--- START ---
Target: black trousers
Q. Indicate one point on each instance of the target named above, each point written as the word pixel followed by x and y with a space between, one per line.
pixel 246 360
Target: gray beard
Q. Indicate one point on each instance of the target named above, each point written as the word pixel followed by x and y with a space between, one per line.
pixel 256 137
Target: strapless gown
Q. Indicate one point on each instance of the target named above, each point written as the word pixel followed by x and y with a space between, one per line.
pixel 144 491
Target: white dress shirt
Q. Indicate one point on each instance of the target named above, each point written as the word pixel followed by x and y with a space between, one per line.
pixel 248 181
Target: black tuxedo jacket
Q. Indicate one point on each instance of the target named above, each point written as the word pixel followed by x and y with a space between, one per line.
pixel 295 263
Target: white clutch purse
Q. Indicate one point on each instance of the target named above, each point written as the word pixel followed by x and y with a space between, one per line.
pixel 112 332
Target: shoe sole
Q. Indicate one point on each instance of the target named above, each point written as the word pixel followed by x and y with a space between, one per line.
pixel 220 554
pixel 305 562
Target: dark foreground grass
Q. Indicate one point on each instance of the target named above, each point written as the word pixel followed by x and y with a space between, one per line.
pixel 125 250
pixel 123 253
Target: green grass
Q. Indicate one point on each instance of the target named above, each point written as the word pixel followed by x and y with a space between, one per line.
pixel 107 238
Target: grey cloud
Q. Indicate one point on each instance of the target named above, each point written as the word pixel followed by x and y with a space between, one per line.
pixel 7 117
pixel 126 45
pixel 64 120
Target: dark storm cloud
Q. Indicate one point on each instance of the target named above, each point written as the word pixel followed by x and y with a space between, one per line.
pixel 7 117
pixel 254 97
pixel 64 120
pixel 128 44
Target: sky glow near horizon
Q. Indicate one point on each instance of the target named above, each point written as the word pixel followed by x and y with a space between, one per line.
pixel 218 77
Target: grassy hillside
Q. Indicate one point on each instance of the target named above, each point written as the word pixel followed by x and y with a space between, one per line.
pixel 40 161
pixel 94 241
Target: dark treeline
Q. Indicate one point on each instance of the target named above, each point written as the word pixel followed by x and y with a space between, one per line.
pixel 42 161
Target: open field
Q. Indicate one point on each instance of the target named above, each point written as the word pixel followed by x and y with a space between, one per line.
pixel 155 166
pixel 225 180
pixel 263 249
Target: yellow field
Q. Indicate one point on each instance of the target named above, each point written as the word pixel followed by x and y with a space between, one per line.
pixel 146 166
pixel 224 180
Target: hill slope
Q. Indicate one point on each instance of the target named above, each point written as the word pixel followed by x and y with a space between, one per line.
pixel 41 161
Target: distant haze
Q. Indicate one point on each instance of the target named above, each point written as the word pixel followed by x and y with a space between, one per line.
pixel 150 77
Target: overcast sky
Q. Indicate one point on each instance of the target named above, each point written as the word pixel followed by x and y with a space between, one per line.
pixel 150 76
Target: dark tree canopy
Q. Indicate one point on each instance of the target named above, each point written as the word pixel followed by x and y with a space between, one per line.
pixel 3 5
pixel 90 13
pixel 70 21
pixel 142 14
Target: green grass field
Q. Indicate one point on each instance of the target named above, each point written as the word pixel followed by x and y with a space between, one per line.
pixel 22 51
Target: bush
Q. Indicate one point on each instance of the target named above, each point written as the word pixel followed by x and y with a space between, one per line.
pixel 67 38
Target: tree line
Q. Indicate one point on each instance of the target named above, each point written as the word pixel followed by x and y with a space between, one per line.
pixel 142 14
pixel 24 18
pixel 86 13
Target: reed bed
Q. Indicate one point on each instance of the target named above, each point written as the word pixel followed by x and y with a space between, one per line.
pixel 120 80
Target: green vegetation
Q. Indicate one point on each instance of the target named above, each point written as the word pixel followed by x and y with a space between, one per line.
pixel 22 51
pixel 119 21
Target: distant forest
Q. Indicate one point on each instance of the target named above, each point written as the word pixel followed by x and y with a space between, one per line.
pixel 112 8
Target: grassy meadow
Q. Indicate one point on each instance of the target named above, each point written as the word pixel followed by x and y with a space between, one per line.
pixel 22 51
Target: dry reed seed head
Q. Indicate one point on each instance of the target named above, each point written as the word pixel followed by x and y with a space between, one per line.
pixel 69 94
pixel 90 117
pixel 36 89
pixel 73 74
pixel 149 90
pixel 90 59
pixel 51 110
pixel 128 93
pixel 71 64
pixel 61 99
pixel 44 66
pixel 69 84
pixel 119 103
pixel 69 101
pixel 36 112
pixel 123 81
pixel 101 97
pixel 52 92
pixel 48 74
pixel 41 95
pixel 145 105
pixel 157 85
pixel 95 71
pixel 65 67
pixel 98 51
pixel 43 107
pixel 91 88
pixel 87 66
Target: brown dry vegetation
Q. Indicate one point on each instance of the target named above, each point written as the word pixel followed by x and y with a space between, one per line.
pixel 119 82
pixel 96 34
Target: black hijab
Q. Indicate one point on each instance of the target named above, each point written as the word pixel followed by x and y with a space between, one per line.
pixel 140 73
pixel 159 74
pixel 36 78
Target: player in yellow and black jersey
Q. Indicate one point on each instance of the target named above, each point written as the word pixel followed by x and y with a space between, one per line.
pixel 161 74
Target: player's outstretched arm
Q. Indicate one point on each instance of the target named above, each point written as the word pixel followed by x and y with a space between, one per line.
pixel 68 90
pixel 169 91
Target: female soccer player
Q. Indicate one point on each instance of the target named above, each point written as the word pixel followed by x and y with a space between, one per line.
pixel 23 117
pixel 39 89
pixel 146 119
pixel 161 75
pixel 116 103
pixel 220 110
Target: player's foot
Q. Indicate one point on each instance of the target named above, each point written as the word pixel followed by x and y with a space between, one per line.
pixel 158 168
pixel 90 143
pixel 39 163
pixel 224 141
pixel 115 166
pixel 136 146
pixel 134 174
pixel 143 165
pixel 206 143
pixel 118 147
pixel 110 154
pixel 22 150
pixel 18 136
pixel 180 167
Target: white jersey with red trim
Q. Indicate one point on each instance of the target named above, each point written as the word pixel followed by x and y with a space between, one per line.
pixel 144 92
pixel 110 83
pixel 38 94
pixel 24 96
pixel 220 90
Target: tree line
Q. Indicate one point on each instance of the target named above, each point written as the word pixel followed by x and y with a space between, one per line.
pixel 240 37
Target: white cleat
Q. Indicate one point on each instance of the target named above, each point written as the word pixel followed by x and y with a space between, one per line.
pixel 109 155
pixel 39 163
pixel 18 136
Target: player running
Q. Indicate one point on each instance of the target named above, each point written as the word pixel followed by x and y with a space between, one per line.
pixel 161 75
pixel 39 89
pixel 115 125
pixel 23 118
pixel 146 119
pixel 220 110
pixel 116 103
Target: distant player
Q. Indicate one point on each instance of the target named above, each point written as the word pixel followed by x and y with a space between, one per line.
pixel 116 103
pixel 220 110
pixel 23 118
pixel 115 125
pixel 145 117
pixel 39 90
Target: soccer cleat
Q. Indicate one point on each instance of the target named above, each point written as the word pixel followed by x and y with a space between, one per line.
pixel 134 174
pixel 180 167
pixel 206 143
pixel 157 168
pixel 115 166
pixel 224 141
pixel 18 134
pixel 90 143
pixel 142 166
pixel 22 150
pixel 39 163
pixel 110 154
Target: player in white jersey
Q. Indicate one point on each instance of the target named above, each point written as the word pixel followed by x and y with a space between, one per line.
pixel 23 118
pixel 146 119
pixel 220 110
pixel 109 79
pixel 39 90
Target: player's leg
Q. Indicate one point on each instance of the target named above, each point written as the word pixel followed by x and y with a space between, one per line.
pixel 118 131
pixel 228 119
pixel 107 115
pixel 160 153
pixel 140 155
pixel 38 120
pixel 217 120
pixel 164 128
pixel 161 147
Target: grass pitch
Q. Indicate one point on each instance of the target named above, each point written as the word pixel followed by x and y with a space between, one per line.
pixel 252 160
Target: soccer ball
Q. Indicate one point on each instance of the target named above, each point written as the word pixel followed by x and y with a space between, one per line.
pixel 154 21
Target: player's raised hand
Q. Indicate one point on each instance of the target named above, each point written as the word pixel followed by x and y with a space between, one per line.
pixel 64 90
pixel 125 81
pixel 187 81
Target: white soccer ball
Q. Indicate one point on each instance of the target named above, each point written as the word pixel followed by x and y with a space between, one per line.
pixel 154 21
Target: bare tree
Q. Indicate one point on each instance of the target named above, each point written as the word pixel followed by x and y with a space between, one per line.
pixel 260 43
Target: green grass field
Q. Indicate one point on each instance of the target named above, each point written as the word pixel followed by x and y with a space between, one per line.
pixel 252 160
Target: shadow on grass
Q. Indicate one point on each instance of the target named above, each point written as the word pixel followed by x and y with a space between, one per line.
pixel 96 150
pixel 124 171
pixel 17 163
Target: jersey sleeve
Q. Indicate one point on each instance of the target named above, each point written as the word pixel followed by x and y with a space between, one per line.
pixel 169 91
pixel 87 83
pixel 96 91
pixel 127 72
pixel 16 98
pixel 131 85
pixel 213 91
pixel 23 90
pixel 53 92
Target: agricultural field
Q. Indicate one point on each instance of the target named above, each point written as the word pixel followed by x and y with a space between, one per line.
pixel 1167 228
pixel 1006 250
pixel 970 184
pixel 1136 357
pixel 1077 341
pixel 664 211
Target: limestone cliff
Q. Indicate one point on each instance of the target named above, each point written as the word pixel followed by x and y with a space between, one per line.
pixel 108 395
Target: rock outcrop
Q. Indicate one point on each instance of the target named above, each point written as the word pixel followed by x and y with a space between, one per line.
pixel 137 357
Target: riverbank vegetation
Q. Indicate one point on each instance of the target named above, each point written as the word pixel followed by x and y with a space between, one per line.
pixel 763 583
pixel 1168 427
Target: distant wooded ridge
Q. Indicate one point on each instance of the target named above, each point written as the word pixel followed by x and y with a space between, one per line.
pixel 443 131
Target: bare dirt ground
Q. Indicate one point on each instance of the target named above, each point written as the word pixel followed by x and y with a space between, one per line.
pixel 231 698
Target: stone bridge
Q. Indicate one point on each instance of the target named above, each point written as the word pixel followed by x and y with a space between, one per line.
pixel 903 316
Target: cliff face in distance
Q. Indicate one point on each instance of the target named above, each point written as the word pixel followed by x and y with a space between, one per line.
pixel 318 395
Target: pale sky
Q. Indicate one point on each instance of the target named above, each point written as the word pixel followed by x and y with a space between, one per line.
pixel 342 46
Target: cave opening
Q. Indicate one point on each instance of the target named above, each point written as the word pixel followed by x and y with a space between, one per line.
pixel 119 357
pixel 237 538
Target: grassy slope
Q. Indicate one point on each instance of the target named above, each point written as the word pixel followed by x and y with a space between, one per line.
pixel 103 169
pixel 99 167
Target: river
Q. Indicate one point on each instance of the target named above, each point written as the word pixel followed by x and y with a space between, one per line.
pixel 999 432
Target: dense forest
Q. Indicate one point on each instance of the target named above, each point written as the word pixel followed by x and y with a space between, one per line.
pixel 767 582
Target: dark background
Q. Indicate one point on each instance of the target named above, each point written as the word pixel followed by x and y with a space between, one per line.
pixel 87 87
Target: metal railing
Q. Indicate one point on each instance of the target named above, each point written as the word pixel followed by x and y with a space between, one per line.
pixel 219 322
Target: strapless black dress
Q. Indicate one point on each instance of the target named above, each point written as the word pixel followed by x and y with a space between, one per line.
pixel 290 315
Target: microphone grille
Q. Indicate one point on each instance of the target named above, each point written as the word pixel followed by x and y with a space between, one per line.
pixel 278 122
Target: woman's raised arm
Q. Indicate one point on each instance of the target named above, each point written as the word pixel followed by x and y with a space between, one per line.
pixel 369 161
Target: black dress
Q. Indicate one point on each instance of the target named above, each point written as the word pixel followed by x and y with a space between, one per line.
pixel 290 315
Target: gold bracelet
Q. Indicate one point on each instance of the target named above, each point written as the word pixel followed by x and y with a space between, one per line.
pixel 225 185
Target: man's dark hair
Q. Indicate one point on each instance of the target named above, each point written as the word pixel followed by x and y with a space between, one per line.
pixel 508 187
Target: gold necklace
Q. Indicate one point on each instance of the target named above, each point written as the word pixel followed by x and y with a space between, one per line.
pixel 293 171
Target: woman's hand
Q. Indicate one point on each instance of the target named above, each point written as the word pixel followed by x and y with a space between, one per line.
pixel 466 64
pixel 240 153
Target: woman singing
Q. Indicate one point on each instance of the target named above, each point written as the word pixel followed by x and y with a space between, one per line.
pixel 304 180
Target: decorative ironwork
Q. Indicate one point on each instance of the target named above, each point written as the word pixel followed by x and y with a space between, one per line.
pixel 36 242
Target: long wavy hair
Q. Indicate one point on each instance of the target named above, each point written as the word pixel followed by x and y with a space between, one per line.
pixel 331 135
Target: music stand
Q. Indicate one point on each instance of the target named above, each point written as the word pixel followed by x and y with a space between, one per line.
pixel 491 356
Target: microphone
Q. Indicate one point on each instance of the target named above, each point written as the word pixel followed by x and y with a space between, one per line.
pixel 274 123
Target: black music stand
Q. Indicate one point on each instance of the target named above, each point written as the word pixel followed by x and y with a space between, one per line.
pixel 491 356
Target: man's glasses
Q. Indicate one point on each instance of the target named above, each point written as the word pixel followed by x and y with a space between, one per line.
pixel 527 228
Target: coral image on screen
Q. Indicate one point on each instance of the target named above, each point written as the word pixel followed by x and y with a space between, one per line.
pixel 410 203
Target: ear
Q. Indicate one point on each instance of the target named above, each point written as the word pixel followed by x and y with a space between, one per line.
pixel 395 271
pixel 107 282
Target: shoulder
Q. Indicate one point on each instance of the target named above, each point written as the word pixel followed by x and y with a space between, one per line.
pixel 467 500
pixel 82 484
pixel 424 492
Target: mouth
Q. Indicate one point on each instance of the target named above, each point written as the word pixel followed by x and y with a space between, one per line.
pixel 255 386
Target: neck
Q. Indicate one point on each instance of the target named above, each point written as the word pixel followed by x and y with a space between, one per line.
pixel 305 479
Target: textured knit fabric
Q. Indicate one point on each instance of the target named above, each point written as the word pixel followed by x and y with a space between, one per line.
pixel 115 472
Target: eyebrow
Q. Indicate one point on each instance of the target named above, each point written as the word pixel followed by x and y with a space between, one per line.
--- END ---
**What is needed**
Turn the lines from the line with "Target: grassy meadow" to the line with "pixel 161 74", both included, into a Markdown table with the columns Row and Line. Number each row and leave out blank lines.

**Solved problem**
| Row | Line |
|---|---|
| 1 | Target: grassy meadow |
| 2 | Q. Indicate one point on each instance of the target named above, each point written as the word pixel followed by x and y with a space between, one per line. |
| 3 | pixel 22 51 |
| 4 | Target: dry reed seed head |
| 5 | Q. Indicate one point on each instance of the target named above, each point written as the word pixel followed by x and y with a space between, one per line. |
| 6 | pixel 69 94 |
| 7 | pixel 90 117 |
| 8 | pixel 36 89 |
| 9 | pixel 73 74 |
| 10 | pixel 149 90 |
| 11 | pixel 90 59 |
| 12 | pixel 51 110 |
| 13 | pixel 128 93 |
| 14 | pixel 71 64 |
| 15 | pixel 61 99 |
| 16 | pixel 44 66 |
| 17 | pixel 69 84 |
| 18 | pixel 119 103 |
| 19 | pixel 69 101 |
| 20 | pixel 36 112 |
| 21 | pixel 123 81 |
| 22 | pixel 101 97 |
| 23 | pixel 52 92 |
| 24 | pixel 48 74 |
| 25 | pixel 41 95 |
| 26 | pixel 145 105 |
| 27 | pixel 157 85 |
| 28 | pixel 95 71 |
| 29 | pixel 65 67 |
| 30 | pixel 98 51 |
| 31 | pixel 43 107 |
| 32 | pixel 91 88 |
| 33 | pixel 87 66 |
| 34 | Target: brown dry vegetation |
| 35 | Q. Indicate one point on each instance of the target named above, each point written as the word pixel followed by x and y with a space between, one per line. |
| 36 | pixel 119 82 |
| 37 | pixel 96 34 |
| 38 | Target: black hijab |
| 39 | Q. Indicate one point on each instance of the target named above, each point written as the word pixel followed by x and y with a space between, one per line. |
| 40 | pixel 140 73 |
| 41 | pixel 159 74 |
| 42 | pixel 36 78 |
| 43 | Target: player in yellow and black jersey |
| 44 | Q. Indicate one point on each instance of the target named above, each point written as the word pixel followed by x and y with a space between, one per line. |
| 45 | pixel 161 74 |